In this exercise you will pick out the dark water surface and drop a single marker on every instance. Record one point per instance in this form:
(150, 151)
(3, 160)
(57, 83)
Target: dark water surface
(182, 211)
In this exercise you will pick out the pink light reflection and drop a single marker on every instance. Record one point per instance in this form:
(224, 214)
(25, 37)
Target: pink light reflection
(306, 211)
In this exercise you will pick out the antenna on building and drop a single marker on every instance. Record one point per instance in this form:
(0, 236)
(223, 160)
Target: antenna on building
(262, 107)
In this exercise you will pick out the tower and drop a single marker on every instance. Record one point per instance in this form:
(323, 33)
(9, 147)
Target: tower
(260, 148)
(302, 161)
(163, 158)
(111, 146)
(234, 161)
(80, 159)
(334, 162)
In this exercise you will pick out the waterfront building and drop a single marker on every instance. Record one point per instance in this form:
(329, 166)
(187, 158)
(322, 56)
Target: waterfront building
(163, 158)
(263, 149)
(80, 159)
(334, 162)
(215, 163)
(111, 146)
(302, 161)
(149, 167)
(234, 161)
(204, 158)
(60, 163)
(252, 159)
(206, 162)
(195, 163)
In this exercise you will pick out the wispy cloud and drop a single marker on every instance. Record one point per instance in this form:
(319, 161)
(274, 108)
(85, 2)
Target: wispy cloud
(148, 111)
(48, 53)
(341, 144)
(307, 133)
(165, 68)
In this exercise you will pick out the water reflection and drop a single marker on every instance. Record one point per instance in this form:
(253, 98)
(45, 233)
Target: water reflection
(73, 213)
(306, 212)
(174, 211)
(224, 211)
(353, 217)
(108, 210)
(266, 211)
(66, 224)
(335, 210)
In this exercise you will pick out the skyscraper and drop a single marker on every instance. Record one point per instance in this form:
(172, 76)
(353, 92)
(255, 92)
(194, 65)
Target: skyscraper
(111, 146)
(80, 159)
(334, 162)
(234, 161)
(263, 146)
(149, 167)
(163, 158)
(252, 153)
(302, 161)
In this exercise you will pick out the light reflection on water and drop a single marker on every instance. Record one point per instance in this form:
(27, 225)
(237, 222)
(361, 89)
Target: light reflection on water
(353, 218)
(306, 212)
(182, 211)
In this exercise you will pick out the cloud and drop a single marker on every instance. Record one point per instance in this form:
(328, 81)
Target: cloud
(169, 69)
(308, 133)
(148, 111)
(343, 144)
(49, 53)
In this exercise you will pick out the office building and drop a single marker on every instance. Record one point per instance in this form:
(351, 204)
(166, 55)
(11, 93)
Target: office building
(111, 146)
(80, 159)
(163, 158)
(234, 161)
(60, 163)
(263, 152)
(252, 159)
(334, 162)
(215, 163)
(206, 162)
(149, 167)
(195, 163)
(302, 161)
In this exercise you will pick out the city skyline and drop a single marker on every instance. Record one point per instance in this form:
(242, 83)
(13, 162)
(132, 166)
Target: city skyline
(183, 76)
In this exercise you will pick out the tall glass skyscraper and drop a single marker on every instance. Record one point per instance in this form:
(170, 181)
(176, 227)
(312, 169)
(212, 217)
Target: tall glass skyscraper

-- -- --

_REQUIRED WORK_
Your output consists solely of the lines from the one with "In this exercise you will pick out the light" through the last line, copied exactly.

_FINAL ANSWER_
In this exercise you will pick out the light reflection on water and drop a single marker on every instance. Record one point per instance in this form:
(27, 225)
(237, 222)
(361, 89)
Target: light reflection on water
(353, 218)
(306, 212)
(182, 211)
In this exercise you will pick out the cloud and drop a single marker on every instance. Record one point per instance in this form:
(328, 81)
Target: cloud
(169, 69)
(308, 133)
(148, 111)
(343, 144)
(49, 53)
In this exercise you will pick out the office building and drop a single marker on every instance. Record one point per instance in this form:
(351, 204)
(166, 55)
(11, 93)
Target: office building
(111, 146)
(80, 159)
(163, 158)
(234, 161)
(60, 163)
(263, 152)
(252, 159)
(334, 162)
(215, 163)
(206, 162)
(149, 167)
(195, 163)
(302, 161)
In this exercise you will pick out the city skyline and drop a single marker on every instance. Record one point per instance in this form:
(242, 83)
(13, 162)
(132, 166)
Target: city skyline
(183, 76)
In this exercise you will pick out the tall glass skyscraper and drop a single marker on every instance. Record one point per instance in this form:
(170, 181)
(176, 227)
(312, 169)
(212, 217)
Target: tall glass skyscraper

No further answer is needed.